Extracted data entries:
************

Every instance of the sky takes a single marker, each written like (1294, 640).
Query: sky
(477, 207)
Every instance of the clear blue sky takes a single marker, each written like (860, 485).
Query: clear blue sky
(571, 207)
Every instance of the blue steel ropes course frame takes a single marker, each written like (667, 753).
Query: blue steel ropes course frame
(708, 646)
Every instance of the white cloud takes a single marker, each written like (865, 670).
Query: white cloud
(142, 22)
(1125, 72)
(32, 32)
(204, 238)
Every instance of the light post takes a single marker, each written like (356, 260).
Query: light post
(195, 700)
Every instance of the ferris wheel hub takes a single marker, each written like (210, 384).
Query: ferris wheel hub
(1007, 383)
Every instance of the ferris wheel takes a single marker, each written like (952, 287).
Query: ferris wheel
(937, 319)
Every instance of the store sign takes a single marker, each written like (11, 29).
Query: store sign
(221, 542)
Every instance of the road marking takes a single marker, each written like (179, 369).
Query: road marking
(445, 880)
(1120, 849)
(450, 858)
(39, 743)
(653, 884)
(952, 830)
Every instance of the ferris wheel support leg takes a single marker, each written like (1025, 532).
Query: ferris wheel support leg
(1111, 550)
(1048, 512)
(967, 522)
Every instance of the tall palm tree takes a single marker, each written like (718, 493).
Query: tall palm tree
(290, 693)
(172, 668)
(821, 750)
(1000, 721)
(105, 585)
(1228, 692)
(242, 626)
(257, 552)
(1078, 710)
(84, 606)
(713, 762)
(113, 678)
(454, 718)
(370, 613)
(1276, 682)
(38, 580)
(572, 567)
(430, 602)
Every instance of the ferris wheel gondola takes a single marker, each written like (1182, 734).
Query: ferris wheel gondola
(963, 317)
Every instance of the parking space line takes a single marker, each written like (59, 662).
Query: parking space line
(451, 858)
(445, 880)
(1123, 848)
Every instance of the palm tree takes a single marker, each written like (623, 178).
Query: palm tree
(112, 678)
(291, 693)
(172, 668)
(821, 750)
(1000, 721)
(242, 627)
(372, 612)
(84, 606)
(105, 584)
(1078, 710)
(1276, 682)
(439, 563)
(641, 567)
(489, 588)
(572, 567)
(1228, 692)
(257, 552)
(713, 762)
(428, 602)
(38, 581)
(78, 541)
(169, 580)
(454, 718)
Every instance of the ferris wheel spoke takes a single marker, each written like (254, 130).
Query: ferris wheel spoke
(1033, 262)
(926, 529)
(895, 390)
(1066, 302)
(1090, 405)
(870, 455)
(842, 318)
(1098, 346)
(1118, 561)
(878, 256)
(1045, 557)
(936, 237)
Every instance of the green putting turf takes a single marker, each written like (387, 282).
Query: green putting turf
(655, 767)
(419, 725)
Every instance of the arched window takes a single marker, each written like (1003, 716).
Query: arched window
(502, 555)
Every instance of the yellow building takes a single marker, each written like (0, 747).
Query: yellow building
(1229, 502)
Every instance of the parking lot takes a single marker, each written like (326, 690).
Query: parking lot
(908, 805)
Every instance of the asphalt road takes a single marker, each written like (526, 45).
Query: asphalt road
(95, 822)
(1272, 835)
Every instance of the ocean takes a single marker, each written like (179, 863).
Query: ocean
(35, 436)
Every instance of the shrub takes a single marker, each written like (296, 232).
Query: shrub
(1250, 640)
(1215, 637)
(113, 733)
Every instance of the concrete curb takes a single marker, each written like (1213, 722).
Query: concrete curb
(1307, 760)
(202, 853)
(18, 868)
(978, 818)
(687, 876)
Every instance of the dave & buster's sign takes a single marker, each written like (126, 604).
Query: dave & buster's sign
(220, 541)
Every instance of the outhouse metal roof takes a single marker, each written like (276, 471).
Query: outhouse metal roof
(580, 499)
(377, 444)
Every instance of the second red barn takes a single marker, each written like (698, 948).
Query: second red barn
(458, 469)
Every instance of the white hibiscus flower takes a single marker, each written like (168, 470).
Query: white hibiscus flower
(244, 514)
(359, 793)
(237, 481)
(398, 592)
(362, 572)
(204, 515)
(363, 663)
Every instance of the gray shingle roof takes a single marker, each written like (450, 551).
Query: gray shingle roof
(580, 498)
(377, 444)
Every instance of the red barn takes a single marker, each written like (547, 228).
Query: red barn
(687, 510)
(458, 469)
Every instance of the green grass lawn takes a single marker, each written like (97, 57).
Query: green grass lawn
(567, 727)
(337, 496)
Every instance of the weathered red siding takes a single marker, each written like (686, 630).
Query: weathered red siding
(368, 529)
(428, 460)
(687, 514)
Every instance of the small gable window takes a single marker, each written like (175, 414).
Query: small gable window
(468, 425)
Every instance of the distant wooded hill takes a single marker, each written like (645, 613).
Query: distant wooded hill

************

* **About this exercise**
A verbatim restatement of all the entries above is required.

* **Answer to the problem**
Every instance of the sky takes a single marker, each written like (1294, 640).
Query: sky
(477, 207)
Every instance of the clear blue sky takes a single marker, each written like (860, 485).
Query: clear blue sky
(571, 207)
Every instance of the blue steel ropes course frame takes a single marker, each written like (667, 753).
Query: blue steel ropes course frame
(708, 646)
Every instance of the white cloud takes a single marker, each written like (865, 670).
Query: white cloud
(142, 22)
(1125, 72)
(32, 32)
(204, 238)
Every instance of the light post takes a single marker, each written like (356, 260).
Query: light post
(195, 700)
Every instance of the ferris wheel hub takes a single marker, each written like (210, 384).
Query: ferris wheel hub
(1007, 383)
Every instance of the ferris wheel takes a single marker, each written like (952, 287).
Query: ferris wheel
(937, 319)
Every instance of the store sign takes a single marker, each written like (11, 29).
Query: store sign
(221, 542)
Every instance of the road marking takes a single marker, each written like (179, 369).
Query: road marking
(445, 880)
(1120, 849)
(450, 858)
(39, 743)
(653, 884)
(952, 830)
Every instance of the ferris wheel support leg takes a single marker, each written like (1025, 532).
Query: ferris wheel support leg
(1111, 550)
(1048, 512)
(967, 522)
Every instance of the tall palm tree takes a single marker, each written like (718, 493).
Query: tall palm tree
(290, 693)
(172, 668)
(821, 750)
(1000, 721)
(105, 585)
(1228, 692)
(242, 626)
(257, 552)
(1078, 710)
(84, 606)
(713, 762)
(113, 678)
(454, 718)
(370, 613)
(1276, 682)
(38, 580)
(572, 567)
(430, 602)
Every instance of the ferris wheel gondola takes a single marker, each written like (1182, 734).
Query: ferris wheel gondola
(963, 317)
Every instance of the parking space line takes a single marker, each written like (59, 662).
Query: parking space line
(451, 858)
(445, 880)
(1123, 848)
Every instance of the palm tree takes a single marker, each written like (623, 178).
Query: palm tree
(112, 678)
(291, 693)
(172, 668)
(821, 750)
(1000, 721)
(242, 627)
(372, 612)
(84, 606)
(105, 584)
(1078, 710)
(1276, 682)
(439, 563)
(641, 567)
(489, 588)
(572, 567)
(1228, 692)
(257, 552)
(713, 762)
(428, 602)
(38, 581)
(78, 541)
(169, 580)
(454, 718)
Every instance of the ferris wheel spoke takes a single marker, each written like (254, 130).
Query: ferris wheel spoke
(1033, 262)
(926, 529)
(895, 390)
(1066, 302)
(1090, 405)
(870, 455)
(842, 318)
(1098, 346)
(1118, 561)
(878, 256)
(1045, 557)
(936, 237)
Every instance of the green putting turf takes a single marker, each written like (387, 282).
Query: green putting turf
(655, 767)
(419, 725)
Every instance of the arched window takes a single marker, each written like (1003, 716).
Query: arched window
(502, 555)
Every instance of the yellow building takes a single marker, each written like (0, 747).
Query: yellow building
(1229, 502)
Every instance of the parking lot takes a single marker, each written like (326, 690).
Query: parking lot
(908, 805)
Every instance of the asphalt road takes a single marker, each written like (526, 45).
Query: asphalt road
(95, 822)
(1272, 835)
Every instance of the ocean takes a single marker, each written like (179, 863).
Query: ocean
(35, 436)
Every instance of the shrub takes a single marker, each written like (296, 232).
Query: shrub
(1250, 640)
(1215, 637)
(113, 733)
Every instance of the concrete curb takes a single marker, each written like (1213, 722).
Query: concrete curb
(1307, 760)
(202, 853)
(18, 868)
(978, 818)
(687, 876)
Every instance of the dave & buster's sign takes a single marker, each written like (126, 604).
Query: dave & buster's sign
(220, 541)
Every instance of the outhouse metal roof takes a single marker, each written like (276, 471).
Query: outhouse metal roof
(580, 499)
(377, 444)
Every instance of the second red barn takes a single marker, each written like (698, 948).
Query: second red barn
(458, 469)
Every instance of the white hibiscus flower takes a single marker, each written like (168, 470).
Query: white hibiscus flower
(244, 514)
(359, 793)
(237, 481)
(398, 592)
(362, 572)
(204, 515)
(363, 663)
Every instance of the gray shingle roof takes a single marker, each written like (450, 551).
Query: gray shingle roof
(580, 498)
(377, 444)
Every instance of the red barn takes a single marker, each written like (547, 228).
Query: red barn
(687, 510)
(458, 469)
Every instance of the green grass lawn takes a single marker, each written like (97, 57).
Query: green grass lawn
(567, 727)
(337, 496)
Every instance of the weathered red siding takes a single marker, each written like (686, 630).
Query: weathered red siding
(368, 529)
(428, 460)
(687, 514)
Every instance of the small gable window takes a single marker, each written like (175, 414).
Query: small gable window
(468, 425)
Every instance of the distant wooded hill takes a single marker, each written like (645, 613).
Query: distant wooded hill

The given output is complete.